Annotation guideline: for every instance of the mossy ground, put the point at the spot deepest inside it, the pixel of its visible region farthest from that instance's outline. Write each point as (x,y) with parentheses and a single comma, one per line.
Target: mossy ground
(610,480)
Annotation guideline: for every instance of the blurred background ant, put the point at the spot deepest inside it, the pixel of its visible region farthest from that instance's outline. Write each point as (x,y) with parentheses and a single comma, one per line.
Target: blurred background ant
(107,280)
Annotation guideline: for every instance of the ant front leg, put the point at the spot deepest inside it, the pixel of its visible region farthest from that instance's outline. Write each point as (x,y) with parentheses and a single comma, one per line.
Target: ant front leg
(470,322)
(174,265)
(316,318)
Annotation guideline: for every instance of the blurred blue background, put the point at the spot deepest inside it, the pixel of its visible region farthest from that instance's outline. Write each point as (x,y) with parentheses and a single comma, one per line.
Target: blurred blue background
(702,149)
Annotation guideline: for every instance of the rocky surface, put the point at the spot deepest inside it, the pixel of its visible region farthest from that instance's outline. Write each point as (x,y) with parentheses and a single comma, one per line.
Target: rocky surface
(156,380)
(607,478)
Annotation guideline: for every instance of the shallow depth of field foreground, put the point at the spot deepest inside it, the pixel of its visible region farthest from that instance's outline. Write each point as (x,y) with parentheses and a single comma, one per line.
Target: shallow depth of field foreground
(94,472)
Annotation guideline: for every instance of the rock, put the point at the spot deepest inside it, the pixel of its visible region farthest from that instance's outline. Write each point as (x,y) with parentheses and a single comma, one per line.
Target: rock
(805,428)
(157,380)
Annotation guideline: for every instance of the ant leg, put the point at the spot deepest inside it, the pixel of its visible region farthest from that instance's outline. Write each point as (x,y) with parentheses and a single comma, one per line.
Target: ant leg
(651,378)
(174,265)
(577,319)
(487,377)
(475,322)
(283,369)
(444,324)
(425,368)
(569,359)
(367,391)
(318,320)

********************

• **Problem statement**
Retype the listing in full, keeping every word as it appears.

• **Result for this exercise**
Annotation guideline: for every instance of the mossy ground, put the point at the spot deepest inside it, the pixel of its visible region farthest from that instance's outline. Write each point as (x,y) with parentheses and a single comma, one per line.
Target: mossy ground
(610,480)
Annotation guideline: for every instance of the blurred background ant, put the point at the spot deepest inside it, the pixel of its visible region farthest from that instance's outline. Write each point as (x,y) with parentheses and a single comma, one per line.
Target: blurred background ant
(107,280)
Annotation guideline: for every instance of the ant front leg, put the point at the spot deepest inside it, the pixel of its visible region farthest from that instance's outline. Write each point as (x,y) with parentheses and a single comma, one per line.
Target: ant front leg
(470,322)
(174,265)
(316,318)
Annotation guideline: for every instance of the blurred blue background, put the point at the spot deepest inside it, the pixel of its visible region farthest from that instance's outline. Write each point as (x,y) with parentheses and a single comma, one per line.
Target: blurred blue background
(702,149)
Annotation guideline: for every instance of the rocky surface, put the point at the spot deepest inside it, the pixel of its visible region farthest from that instance's outline. Write each point as (x,y) with parentheses and a single comma, one per line.
Target: rocky surface
(156,380)
(607,478)
Annotation guideline: for every instance of the shallow depth of field foreground, put the point at the spot deepest inside it, the pixel of its visible region farthest from that instance's outline. Write each point as (x,y) with parentheses and a single comma, one per line.
Target: shallow depth of field foreground
(94,472)
Annotation guideline: for every instance of the rock, put the point at the spot deepest inside it, the pixel of its visible region farthest from that instance's outline. Write each point as (x,y) with parentheses and a single comma, one per line.
Target: rock
(805,428)
(157,380)
Annotation guideline: for every instance of the ant leg, put the point at the spot deepest inside it, the pixel of its visible region farthest from that instance's outline. Write each point as (x,y) with parentheses and a single comma, one per line.
Target: ant leg
(651,378)
(174,265)
(577,319)
(487,377)
(475,322)
(283,369)
(444,324)
(425,368)
(569,359)
(367,391)
(318,320)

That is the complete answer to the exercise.